Lessons From Martial Arts – Part Two

“Fighting is fighting, whether it’s a physical fist fight or fighting against the power that is, the capitalist state, and the destruction of the wild places left in the world it creates, sustains and promotes.”

As many of you may well know, I am a fighter. An actual fighter. I’ve trained in boxing, kickboxing, muay thai with a dash of grappling thrown in for good measure and I’ve had many fights. The truth is I like a good tear up. I know, it’s strange, well, to most people at least, but what can I say other than I’m a strange kind of woman!

I have written on this topic before for this site and you can read that article, the part 1 to this part two here.

So why a part two, you may well ask. As with most topics of interest, they become even more so when discussing them with others (that’s why I think community, or rather solidarity within communities is a good thing, and also why I like the open and honest discourse between people). So I was talking with an occultist friend of mine the other week, and the topic of fighting came up. I think I mentioned how fighting can have practical lessons in witchcraft as well as in life. Anyway, he asked me what it’s like to get hit in the face.

It’s a common question to those who don’t fight, even to those who might train but don’t spar or fight. The idea of putting yourself in that situation, with the full knowledge that the person standing in the opposite corner is going to try to hit you, to hurt you even, is so alien to people. It is a weird scenario to put yourself through, and no matter how well I might try here to explain it, unless you’ve gone through it yourself, it really is hard to comprehend.

I think he was quite surprised with my response, because I told him that getting hit in the head, or even the face doesn’t really hurt. Yes, you might get rocked, or even knocked out, but the actual blow usually doesn’t hurt all that much at the time, thanks to our amazing bodies and adrenaline. The real pain comes when you take a body shot, a punch, or worse, a kick, to the liver or to the floating rib. Oh my goodness that pain!

### Objective a
In the martial arts piece, what did the occultist friend ask the writer?

### Data for this exercise
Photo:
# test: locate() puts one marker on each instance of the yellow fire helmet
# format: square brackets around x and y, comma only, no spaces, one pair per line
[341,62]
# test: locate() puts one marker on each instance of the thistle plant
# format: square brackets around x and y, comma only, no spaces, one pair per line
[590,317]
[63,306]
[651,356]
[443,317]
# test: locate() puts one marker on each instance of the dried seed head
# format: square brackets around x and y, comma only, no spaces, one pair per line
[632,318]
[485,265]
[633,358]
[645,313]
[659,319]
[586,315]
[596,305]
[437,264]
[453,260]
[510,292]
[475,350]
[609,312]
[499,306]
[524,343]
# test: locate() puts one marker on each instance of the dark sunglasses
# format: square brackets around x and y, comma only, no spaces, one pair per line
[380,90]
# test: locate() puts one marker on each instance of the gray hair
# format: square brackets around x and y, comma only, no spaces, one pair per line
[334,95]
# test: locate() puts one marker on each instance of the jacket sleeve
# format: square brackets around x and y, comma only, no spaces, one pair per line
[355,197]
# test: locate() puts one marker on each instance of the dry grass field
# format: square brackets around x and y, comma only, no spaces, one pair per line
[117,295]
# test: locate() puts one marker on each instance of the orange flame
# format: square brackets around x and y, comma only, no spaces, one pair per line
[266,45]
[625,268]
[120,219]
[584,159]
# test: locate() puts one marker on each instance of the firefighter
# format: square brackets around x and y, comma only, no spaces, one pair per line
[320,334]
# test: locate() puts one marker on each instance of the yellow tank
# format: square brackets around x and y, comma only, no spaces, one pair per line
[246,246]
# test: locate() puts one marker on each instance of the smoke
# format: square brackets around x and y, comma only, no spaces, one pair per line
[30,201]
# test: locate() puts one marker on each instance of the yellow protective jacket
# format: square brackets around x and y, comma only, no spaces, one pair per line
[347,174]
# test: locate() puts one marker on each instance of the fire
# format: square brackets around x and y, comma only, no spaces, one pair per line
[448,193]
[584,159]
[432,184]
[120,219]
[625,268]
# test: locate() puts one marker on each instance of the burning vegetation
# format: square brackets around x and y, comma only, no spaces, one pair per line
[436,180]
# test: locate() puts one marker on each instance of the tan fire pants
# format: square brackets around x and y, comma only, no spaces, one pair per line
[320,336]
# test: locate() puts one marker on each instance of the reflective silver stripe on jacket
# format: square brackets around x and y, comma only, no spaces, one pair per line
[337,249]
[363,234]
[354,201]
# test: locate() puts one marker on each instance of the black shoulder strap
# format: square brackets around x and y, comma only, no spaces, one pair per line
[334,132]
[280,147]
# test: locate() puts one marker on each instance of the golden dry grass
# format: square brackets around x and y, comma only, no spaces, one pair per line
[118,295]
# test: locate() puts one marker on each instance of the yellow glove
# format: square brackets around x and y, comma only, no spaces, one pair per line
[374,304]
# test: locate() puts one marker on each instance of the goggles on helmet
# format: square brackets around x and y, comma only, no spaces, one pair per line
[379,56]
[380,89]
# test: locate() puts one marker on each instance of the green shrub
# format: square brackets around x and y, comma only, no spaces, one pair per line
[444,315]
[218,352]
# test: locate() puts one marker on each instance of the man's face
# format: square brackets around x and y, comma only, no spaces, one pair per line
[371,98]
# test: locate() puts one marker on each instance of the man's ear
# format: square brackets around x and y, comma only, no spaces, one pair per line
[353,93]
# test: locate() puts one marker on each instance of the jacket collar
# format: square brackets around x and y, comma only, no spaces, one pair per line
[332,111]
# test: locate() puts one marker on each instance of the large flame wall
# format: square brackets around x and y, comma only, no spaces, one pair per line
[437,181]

### Objective b
Gather every line of the records that contains the string "jacket", treating uppercase and lowercase as different.

### Problem solution a
He asked what it's like to get hit in the face.

### Problem solution b
# test: locate() puts one marker on each instance of the jacket sleeve
# test: locate() puts one marker on each instance of the yellow protective jacket
# test: locate() puts one marker on each instance of the reflective silver stripe on jacket
# test: locate() puts one marker on each instance of the jacket collar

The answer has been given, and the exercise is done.